# Selected passage
------------------------------------------------------------
I think this letter is quite bad. If Anthropic were building frontier models for safety purposes, then they should be welcoming regulation. Because building AGI right now is reckless; it is only deemed responsible in light of its inevitability. Dario recently said “I think if [the effects of scaling] did stop, in some ways that would be good for the world. It would restrain everyone at the same time. But it’s not something we get to choose… It’s a fact of nature… We just get to find out which world we live in, and then deal with it as best we can.” But it seems to me that lobbying against regulation like this is not, in fact, inevitable. To the contrary, it seems like Anthropic is actively using their political capital—capital they had vaguely promised to spend on safety outcomes, tbd—to make the AI arms race counterfactually worse.
------------------------------------------------------------
[Point-per-instance localization records]
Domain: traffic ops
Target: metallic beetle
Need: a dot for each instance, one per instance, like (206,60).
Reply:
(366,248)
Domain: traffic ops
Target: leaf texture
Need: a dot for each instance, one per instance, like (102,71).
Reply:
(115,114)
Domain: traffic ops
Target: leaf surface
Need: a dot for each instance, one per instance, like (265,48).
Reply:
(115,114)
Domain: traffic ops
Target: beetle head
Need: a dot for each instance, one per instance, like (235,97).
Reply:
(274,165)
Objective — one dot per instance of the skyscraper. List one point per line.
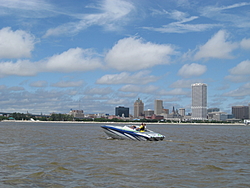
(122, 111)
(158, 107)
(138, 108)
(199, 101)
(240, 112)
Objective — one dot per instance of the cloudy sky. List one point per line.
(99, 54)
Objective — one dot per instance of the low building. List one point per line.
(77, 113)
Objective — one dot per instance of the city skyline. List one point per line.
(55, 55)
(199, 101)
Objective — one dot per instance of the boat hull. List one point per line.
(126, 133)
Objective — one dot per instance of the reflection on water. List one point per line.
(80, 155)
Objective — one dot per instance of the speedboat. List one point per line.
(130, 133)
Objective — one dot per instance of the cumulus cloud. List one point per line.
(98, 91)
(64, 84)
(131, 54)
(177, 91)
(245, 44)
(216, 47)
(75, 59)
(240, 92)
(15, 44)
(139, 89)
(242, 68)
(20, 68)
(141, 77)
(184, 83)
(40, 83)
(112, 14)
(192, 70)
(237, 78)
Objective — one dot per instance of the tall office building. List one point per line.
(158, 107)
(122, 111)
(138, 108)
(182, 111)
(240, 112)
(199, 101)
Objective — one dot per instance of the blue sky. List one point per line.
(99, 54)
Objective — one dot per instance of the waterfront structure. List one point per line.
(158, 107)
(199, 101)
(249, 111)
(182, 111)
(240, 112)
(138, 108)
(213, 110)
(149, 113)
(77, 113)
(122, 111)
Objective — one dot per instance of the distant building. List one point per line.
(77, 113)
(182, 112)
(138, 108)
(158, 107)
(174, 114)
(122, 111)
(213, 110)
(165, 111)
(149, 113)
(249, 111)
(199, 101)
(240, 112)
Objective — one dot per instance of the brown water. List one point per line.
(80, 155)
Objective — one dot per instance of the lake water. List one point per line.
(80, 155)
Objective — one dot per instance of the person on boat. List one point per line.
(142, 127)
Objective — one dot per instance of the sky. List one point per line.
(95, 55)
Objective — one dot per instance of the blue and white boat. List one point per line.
------------------------------------------------------------
# What you will do
**A.** In the comment on Anthropic's letter, what does the writer say Anthropic is using its political capital to do?
**B.** Please carry the comment on Anthropic's letter forward from its final sentence, keeping the writer's voice and line of argument.

# List of answers
**A.** To make the AI arms race counterfactually worse.

**B.**
The main changes that Anthropic has proposed—to prevent the formation of new government agencies which could regulate them, to not be held accountable for unrealized harm—are essentially bids to continue voluntary governance. Anthropic doesn’t want a government body to “define and enforce compliance standards,” or to require “reasonable assurance” that their systems won’t cause a catastrophe. Rather, Anthropic would like for AI labs to only be held accountable if a catastrophe in fact occurs, and only so much at that, as they are also lobbying to have their liability depend on the quality of their self-governance: “but if a catastrophe happens in a way that is connected to a defect in a company’s SSP, then that company is more likely to be liable for it.” Which is to say that Anthropic is attempting to inhibit the government from imposing testing standards (what Anthropic calls “pre-harm”), and in general aims to inhibit regulation of AI before it causes mass casualty.

I think this is pretty bad. For one, voluntary self-governance is obviously problematic. All of the labs, Anthropic included, have significant incentive to continue scaling, indeed, they say as much in this document: “Many stakeholders reasonably worry that this [agency]... might end up… impeding innovation in general.” And their attempts to self-govern are so far, imo, exceedingly weak—their RSP commits to practically nothing if an evaluation threshold triggers, leaving all of the crucial questions, such as “what will we do if our models show catastrophic inclinations,” up to Anthropic’s discretion. This is clearly unacceptable—both the RSP in itself, but also Anthropic’s bid for it to continue to serve as the foundation of regulation. Indeed, if Anthropic would like for other companies to be safer, which I believed to be one of their main safety selling points, then they should be welcoming the government stepping in to ensure that.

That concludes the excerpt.